**Your goal**.
Only the lines from the line containing "shirt in this photo." to the end of the records, both included, belong in the answer, copied exactly.

**Natural language region descriptions**.
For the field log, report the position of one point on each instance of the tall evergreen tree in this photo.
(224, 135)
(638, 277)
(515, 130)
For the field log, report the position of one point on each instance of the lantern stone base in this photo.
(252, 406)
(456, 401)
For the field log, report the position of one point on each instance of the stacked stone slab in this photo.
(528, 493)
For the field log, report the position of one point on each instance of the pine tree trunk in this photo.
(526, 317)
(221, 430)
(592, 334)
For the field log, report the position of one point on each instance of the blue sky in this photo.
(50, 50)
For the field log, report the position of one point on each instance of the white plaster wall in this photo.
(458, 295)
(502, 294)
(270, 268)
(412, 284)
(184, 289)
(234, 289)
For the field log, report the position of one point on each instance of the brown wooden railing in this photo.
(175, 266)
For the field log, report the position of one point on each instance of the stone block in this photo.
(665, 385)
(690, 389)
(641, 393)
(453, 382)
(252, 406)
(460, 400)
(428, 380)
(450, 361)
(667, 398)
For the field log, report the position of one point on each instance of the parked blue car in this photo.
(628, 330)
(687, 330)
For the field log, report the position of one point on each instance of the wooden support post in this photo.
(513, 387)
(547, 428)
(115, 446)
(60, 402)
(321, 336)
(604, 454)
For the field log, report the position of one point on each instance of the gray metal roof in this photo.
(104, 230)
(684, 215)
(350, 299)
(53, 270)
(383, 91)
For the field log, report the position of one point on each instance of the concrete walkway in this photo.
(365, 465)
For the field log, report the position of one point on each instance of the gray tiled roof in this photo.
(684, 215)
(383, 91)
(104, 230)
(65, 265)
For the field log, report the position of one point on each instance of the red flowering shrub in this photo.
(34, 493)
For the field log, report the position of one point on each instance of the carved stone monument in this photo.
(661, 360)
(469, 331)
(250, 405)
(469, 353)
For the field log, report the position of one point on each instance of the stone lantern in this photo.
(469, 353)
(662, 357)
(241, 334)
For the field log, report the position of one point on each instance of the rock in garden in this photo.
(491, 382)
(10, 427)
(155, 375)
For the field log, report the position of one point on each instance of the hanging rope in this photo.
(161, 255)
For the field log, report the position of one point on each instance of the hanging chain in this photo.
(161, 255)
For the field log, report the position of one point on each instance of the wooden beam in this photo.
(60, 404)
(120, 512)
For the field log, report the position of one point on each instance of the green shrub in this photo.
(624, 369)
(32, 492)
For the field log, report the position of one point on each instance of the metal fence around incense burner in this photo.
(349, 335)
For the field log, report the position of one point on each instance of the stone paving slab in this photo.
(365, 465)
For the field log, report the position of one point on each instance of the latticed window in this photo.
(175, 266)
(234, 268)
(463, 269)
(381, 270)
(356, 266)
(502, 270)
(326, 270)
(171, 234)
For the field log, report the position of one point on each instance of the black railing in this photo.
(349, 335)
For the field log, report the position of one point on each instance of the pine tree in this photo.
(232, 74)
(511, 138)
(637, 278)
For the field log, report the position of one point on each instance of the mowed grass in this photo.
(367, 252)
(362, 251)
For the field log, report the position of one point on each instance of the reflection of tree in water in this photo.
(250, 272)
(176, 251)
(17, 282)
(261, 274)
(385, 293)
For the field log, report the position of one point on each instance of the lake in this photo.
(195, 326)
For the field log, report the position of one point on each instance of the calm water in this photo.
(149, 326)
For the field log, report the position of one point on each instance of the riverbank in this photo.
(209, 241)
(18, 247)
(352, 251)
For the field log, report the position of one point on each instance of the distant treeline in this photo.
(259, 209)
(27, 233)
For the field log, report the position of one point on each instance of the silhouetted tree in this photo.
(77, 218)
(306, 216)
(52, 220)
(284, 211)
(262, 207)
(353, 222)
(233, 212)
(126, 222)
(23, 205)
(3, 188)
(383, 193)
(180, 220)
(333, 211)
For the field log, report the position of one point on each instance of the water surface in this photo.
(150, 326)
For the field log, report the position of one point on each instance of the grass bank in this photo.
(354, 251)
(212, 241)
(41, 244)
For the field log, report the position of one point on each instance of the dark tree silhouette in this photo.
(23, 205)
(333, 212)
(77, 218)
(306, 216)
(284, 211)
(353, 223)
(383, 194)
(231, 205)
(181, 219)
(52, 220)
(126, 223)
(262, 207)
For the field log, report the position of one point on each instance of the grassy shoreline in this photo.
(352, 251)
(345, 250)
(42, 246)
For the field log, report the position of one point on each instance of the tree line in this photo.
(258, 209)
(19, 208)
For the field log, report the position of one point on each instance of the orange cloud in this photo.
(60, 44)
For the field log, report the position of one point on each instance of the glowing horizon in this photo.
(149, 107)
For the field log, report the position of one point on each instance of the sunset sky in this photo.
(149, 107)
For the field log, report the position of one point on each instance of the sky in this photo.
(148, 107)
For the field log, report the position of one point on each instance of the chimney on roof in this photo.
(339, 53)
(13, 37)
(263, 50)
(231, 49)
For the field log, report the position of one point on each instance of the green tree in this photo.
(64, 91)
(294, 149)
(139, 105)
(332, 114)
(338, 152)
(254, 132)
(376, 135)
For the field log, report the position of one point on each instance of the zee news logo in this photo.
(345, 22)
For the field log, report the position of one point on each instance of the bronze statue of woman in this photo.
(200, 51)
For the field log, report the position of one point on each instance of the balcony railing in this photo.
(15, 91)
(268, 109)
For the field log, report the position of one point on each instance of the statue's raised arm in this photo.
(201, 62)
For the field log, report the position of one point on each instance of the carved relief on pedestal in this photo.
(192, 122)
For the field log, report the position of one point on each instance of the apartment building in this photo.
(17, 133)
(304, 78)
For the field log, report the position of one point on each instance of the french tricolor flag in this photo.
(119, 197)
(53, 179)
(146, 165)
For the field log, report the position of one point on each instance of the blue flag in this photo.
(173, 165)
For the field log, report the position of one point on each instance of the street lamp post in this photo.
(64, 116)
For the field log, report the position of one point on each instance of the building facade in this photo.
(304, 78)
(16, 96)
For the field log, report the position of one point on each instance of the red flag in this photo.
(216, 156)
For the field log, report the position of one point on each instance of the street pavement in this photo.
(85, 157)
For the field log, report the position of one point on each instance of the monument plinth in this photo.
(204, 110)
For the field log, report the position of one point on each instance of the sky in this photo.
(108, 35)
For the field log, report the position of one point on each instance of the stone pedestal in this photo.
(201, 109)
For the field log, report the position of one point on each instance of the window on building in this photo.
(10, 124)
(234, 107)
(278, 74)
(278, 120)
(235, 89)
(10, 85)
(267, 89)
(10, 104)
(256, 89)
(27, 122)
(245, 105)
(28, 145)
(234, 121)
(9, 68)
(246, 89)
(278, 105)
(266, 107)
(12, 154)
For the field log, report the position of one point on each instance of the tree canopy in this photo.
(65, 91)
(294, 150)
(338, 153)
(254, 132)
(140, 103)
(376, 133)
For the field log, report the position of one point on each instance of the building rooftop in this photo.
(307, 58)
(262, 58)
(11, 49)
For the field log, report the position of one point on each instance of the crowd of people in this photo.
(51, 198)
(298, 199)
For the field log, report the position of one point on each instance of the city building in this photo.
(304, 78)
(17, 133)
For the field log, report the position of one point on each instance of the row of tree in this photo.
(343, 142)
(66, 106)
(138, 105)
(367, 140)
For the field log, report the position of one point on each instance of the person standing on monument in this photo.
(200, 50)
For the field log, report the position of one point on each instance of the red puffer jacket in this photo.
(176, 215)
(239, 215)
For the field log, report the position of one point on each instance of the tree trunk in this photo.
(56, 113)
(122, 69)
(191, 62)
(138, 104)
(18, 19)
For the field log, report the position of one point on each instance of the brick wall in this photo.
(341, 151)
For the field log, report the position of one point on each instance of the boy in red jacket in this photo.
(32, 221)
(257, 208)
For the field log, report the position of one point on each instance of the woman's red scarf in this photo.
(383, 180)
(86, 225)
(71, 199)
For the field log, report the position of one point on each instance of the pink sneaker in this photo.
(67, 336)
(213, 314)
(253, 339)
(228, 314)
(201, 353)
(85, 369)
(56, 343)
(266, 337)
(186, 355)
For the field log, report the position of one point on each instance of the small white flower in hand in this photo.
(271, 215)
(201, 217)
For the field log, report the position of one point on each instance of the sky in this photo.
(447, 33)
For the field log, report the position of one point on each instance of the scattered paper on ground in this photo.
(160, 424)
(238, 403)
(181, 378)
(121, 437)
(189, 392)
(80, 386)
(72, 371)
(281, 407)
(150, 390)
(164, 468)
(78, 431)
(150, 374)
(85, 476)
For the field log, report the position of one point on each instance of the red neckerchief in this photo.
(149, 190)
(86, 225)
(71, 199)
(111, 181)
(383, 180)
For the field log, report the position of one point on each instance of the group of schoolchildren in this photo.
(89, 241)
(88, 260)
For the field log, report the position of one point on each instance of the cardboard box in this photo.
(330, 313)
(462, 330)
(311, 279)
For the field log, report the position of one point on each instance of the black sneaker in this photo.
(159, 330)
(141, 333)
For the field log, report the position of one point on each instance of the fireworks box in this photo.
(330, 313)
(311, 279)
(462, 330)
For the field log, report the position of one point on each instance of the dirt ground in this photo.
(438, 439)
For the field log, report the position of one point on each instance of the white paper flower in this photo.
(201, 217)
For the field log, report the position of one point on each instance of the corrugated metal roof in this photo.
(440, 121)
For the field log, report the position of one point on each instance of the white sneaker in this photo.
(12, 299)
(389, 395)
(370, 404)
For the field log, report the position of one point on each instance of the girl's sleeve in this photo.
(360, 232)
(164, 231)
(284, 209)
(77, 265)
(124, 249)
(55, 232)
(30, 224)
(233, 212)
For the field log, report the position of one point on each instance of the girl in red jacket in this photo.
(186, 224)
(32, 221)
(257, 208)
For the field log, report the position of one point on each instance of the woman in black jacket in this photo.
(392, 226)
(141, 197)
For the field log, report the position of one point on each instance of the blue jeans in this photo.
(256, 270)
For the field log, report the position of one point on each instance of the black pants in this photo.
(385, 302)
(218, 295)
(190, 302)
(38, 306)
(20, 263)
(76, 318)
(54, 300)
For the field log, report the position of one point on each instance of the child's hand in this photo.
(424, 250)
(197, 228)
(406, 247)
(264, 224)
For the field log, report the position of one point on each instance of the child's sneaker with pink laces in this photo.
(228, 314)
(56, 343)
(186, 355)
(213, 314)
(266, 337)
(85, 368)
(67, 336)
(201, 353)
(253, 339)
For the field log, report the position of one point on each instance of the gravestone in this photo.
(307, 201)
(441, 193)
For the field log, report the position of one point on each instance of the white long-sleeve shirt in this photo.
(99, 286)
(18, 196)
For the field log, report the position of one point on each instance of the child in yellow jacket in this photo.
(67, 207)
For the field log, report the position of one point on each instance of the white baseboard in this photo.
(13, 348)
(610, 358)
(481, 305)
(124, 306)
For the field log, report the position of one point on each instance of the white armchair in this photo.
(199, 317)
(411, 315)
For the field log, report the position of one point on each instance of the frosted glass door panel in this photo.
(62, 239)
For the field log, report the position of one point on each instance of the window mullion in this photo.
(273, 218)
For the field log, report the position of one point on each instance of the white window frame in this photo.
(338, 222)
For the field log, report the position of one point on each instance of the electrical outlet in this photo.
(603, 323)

**Reply**.
For the field log, report the position of one point on each instance of the white long-sleeve shirt in this photo.
(99, 286)
(18, 196)
For the field log, report the position of one point on each instance of the child in yellow jacket in this photo.
(67, 207)
For the field log, report the position of one point on each instance of the white baseboard in this photo.
(13, 348)
(610, 358)
(481, 305)
(124, 306)
For the field log, report the position of one point on each instance of the white armchair in this photo.
(199, 317)
(411, 315)
For the field log, report the position of one point on each instance of the frosted glass door panel in this photo.
(62, 239)
For the field log, report the position of one point on each instance of the window mullion in this photo.
(273, 218)
For the field log, report the position of one point on each instance of the white window frame in this photo.
(338, 222)
For the field log, report the position of one point on each instance of the electrical outlet in this photo.
(603, 323)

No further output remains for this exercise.